Assigned task: Starting at the line that contains "of the sunglasses", return every line through the end of the entries below, exactly and with nothing else.

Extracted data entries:
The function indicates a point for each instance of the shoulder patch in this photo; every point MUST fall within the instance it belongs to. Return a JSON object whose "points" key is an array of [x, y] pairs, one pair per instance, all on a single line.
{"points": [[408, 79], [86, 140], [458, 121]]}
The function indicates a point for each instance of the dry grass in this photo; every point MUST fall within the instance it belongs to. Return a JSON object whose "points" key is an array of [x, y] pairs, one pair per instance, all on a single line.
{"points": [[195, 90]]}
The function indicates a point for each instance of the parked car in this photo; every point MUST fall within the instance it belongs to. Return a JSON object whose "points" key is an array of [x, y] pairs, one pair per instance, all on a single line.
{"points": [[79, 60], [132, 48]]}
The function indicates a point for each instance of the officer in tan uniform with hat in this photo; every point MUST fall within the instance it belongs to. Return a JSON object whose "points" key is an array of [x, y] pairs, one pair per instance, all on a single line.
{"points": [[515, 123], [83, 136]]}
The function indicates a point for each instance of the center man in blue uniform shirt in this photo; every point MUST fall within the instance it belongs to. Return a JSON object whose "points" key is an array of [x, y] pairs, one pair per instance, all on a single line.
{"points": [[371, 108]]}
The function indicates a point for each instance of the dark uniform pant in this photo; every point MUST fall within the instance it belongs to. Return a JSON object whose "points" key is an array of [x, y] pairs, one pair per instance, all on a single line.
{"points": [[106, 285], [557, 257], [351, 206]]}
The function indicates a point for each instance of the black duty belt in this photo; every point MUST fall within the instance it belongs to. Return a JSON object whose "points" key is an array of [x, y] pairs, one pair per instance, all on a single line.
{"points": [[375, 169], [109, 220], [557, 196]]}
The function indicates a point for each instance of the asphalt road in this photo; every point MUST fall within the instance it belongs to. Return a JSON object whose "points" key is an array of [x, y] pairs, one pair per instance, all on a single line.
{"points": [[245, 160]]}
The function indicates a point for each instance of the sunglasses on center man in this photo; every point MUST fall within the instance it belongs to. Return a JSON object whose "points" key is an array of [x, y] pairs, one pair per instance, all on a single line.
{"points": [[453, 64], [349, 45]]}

Expected output:
The function indicates a point for each instance of the sunglasses on center man in this photo; every point MUST fall within the instance it belongs to. Return a JSON object whose "points" key is an array of [x, y] pairs, one pair per instance, all on a single line.
{"points": [[453, 64], [349, 45]]}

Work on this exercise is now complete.